[Dataset excerpts]
_ _ _ _ _

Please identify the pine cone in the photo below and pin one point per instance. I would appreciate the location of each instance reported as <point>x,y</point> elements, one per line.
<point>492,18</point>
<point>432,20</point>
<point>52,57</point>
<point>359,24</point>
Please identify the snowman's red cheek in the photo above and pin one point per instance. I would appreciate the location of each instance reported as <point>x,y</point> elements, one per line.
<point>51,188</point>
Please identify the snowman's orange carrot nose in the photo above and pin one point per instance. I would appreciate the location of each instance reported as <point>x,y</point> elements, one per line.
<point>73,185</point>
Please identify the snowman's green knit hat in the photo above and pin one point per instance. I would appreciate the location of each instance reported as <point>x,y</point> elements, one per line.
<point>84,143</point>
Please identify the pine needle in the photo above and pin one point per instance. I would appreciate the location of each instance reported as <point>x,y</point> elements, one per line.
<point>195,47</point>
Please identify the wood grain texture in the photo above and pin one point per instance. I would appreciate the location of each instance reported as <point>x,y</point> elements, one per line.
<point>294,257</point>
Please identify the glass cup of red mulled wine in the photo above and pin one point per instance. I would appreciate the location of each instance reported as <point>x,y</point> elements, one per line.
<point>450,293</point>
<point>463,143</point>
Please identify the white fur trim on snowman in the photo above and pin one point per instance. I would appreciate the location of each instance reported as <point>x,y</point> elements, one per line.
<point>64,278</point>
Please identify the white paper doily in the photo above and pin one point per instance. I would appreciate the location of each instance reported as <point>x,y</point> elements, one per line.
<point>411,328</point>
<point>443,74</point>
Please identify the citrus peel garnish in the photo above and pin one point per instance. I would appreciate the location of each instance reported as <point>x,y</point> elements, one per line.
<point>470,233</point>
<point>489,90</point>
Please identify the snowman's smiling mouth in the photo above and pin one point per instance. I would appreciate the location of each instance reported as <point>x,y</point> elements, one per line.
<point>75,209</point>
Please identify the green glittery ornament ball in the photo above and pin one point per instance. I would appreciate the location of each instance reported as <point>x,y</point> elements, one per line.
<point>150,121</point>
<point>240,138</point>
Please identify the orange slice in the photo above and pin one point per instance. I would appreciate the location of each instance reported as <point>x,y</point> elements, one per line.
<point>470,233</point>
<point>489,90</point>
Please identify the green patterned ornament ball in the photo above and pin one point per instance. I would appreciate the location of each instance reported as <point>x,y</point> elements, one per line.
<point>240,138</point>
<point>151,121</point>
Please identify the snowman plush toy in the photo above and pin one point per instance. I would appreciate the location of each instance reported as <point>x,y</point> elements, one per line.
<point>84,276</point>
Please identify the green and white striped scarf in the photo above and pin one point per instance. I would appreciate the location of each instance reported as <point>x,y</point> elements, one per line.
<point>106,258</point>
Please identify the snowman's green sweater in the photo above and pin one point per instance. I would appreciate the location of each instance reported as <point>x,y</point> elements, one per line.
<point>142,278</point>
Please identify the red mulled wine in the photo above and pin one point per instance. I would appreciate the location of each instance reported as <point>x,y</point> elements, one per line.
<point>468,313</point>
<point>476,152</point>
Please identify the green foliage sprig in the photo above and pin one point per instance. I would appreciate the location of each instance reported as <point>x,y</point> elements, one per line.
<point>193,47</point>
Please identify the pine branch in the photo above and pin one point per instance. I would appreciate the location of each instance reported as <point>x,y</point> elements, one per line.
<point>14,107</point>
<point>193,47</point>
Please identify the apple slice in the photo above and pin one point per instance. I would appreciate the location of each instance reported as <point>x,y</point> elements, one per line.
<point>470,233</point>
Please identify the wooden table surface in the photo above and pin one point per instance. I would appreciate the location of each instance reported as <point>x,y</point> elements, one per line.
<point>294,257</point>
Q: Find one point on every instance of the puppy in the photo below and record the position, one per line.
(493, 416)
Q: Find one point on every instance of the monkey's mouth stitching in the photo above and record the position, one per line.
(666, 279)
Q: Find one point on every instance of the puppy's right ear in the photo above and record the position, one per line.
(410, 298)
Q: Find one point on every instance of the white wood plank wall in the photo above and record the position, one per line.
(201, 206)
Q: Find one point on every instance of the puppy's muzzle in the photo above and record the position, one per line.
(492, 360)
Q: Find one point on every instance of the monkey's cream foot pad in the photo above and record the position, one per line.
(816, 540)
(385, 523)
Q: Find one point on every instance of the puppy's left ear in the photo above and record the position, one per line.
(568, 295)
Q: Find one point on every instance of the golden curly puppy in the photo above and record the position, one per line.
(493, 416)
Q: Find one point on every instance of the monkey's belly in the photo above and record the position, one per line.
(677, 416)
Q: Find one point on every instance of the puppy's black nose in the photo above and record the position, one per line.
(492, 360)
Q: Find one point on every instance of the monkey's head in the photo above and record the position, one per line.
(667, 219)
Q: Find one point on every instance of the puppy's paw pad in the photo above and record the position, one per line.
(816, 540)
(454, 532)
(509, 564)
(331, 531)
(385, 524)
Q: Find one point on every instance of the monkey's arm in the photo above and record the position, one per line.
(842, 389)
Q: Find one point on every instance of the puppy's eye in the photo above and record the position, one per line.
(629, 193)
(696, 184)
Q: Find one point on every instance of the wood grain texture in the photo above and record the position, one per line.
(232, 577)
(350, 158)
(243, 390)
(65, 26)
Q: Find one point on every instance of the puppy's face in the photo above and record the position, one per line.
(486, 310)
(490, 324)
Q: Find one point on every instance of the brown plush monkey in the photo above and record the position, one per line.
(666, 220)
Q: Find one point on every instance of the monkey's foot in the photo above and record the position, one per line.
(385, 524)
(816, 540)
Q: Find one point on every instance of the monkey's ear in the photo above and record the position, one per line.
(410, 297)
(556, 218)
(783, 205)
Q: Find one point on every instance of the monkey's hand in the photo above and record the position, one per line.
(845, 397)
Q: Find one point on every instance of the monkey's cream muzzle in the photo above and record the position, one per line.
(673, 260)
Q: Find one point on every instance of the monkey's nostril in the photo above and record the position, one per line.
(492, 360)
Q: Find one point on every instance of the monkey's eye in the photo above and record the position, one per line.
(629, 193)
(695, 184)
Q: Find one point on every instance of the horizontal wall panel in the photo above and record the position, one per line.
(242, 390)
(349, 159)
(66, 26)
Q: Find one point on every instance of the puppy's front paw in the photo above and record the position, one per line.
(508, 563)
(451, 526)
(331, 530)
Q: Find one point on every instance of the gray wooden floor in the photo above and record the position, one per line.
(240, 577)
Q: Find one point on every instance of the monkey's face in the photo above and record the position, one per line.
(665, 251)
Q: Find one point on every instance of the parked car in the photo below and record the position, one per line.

_ _ _ _ _

**Problem details**
Retype the data. Keep every word as it stands.

**Exercise result**
Please identify the pine cone in the photo below and pin one point per instance. I would appreciate the location of each instance reported as <point>x,y</point> elements, one per line.
<point>492,18</point>
<point>432,20</point>
<point>52,57</point>
<point>359,24</point>
Please identify the snowman's red cheek in the photo above and pin one point per instance. I would appreciate the location of each instance reported as <point>x,y</point> elements, one per line.
<point>51,188</point>
Please identify the snowman's orange carrot nose in the photo above and pin one point per instance. I would appreciate the location of each instance reported as <point>x,y</point> elements, one per line.
<point>73,185</point>
Please identify the snowman's green knit hat in the photo above and pin one point per instance. I would appreciate the location of each instance reported as <point>x,y</point> elements, one per line.
<point>84,143</point>
Please identify the pine needle in the photo above and pin one point per instance. I would appreciate the location of each instance reported as <point>x,y</point> elements, one per line.
<point>195,47</point>
Please identify the wood grain texture in the photo above and pin one point per instance. I would appreciate the location of each instance reported as <point>x,y</point> elements, one per line.
<point>294,257</point>
Please identify the glass cup of red mulled wine in the photo above and pin one point per instance. I would appreciate the location of each instance reported as <point>x,y</point> elements, one per line.
<point>450,293</point>
<point>463,143</point>
Please identify the white fur trim on snowman in the photo above and pin one point per instance. I would appreciate the location of each instance reported as <point>x,y</point> elements, one per line.
<point>64,278</point>
Please identify the white paper doily in the photo above and pin one point per instance. I would appreciate the location of each instance reported as <point>x,y</point> elements, one per line.
<point>411,328</point>
<point>443,74</point>
Please identify the citrus peel garnish in the photo above and pin one point per instance. I would appreciate the location of each instance reported as <point>x,y</point> elements, one per line.
<point>470,233</point>
<point>489,90</point>
Please identify the snowman's smiling mouth in the photo above and pin one point per instance. I would appreciate the location of each instance reported as <point>x,y</point> elements, one per line.
<point>75,209</point>
Please identify the green glittery ornament ball in the photo above and pin one point per instance. I would appreciate the location of each instance reported as <point>x,y</point> elements, one per line.
<point>150,121</point>
<point>240,138</point>
Please identify the orange slice in the photo above and pin one point per instance. I would appreciate the location of each instance reported as <point>x,y</point> elements, one per line.
<point>470,233</point>
<point>489,90</point>
Please identify the green patterned ornament ball in the photo above and pin one point per instance. I would appreciate the location of each instance reported as <point>x,y</point> elements, one per line.
<point>240,138</point>
<point>151,121</point>
Please identify the snowman plush toy in the photo above and pin one point per instance. I would appreciate the location of each instance reported as <point>x,y</point> elements, one per line.
<point>84,276</point>
Please identify the green and white striped scarf in the photo above and pin one point per instance. I would appreciate the location of each instance reported as <point>x,y</point> elements, one per line.
<point>106,258</point>
Please identify the snowman's green sweater in the photo above and pin one point per instance. I would appreciate the location of each instance reported as <point>x,y</point> elements, one per line.
<point>142,278</point>
Please identify the red mulled wine in the photo above and pin one point per instance. I would appreciate the location of each instance reported as <point>x,y</point> elements, one per line.
<point>468,313</point>
<point>476,152</point>
Please identify the green foliage sprig in the photo above and pin one point per instance. I would appreciate the location of each instance reported as <point>x,y</point> elements, one per line.
<point>193,47</point>
Please identify the pine branch in the photo above and pin one point per instance. I would appreciate the location of each instance reported as <point>x,y</point> elements, one per line.
<point>14,107</point>
<point>193,47</point>
Please identify the apple slice in the photo above and pin one point per instance. I would appreciate the location of each instance reported as <point>x,y</point> elements, one per line.
<point>470,233</point>
Please identify the wooden table surface in the photo above and pin one point per instance. I would appreciate the location of each instance reported as <point>x,y</point> elements, one per line.
<point>294,257</point>
Q: Find one point on every instance of the puppy in the photo below and record the position, one per line.
(493, 416)
Q: Find one point on every instance of the monkey's mouth stitching in the photo above and record the position, one per line.
(666, 279)
Q: Find one point on every instance of the puppy's right ear in the photo above and record the position, one per line.
(410, 298)
Q: Find one point on every instance of the white wood plank wall in the photo above and record the position, one per line.
(201, 206)
Q: Find one point on every instance of the puppy's muzzle in the photo above and record the position, one per line.
(492, 360)
Q: Find one point on every instance of the monkey's cream foot pad in the photo above and record the position, one per line.
(816, 540)
(385, 523)
Q: Find one point on every instance of the puppy's left ear in the photo above and record the position, one per line.
(568, 295)
Q: Find one point on every instance of the golden curly puppy in the photo above and record the position, one per line.
(493, 416)
Q: Find one point on every instance of the monkey's belly in the photo above and record the position, one per line.
(677, 416)
Q: Find one point on every instance of the puppy's black nose in the photo above and record the position, one per line.
(492, 360)
Q: Find one point on every instance of the monkey's head in the photo above and record the position, one per line.
(667, 219)
Q: Find one point on every instance of the puppy's paw pad in the photo above and record the position, one per line.
(816, 540)
(454, 532)
(509, 564)
(331, 531)
(385, 524)
Q: Find one point on every instance of the monkey's arm in the photo above and record the position, one per line.
(842, 389)
Q: Find one point on every instance of the puppy's eye in the photo above and record the position, one per line.
(629, 193)
(696, 184)
Q: Find one point on every instance of the wood grain texture in the photo above and record the position, one per line.
(232, 577)
(350, 158)
(243, 390)
(65, 26)
Q: Find one point on every instance of the puppy's face in the photo above and record the position, one per line.
(486, 310)
(490, 324)
Q: Find one point on every instance of the brown plush monkey in the photo above and record the position, one per line.
(666, 220)
Q: Find one point on every instance of the monkey's foot in the photo above and record the position, one per line.
(385, 524)
(816, 540)
Q: Find one point on every instance of the monkey's ear in the photo above and record the position, one per line.
(410, 297)
(556, 218)
(783, 205)
Q: Find one point on every instance of the monkey's hand in the photo above and record the position, one per line.
(845, 397)
Q: Find one point on every instance of the monkey's cream muzzle in the photo above and record the position, one per line.
(673, 260)
Q: Find one point on every instance of the monkey's nostril in the photo above and record the position, one per line.
(492, 360)
Q: Find one point on every instance of the monkey's eye in the photo above and record the position, one per line.
(629, 193)
(695, 184)
Q: Find one point on every instance of the horizontal wall panel in the photo above and record the position, one per line.
(242, 390)
(349, 159)
(66, 26)
Q: Find one point on every instance of the puppy's front paw in the photo above and record the position, one per line.
(508, 563)
(451, 526)
(331, 530)
Q: Find one point on every instance of the gray wooden floor in the photo above and record the position, one per line.
(240, 577)
Q: Find one point on every instance of the monkey's face in the photo above and record the position, one per line.
(665, 251)
Q: Find one point on every instance of the parked car in the photo below and record the position, one per line.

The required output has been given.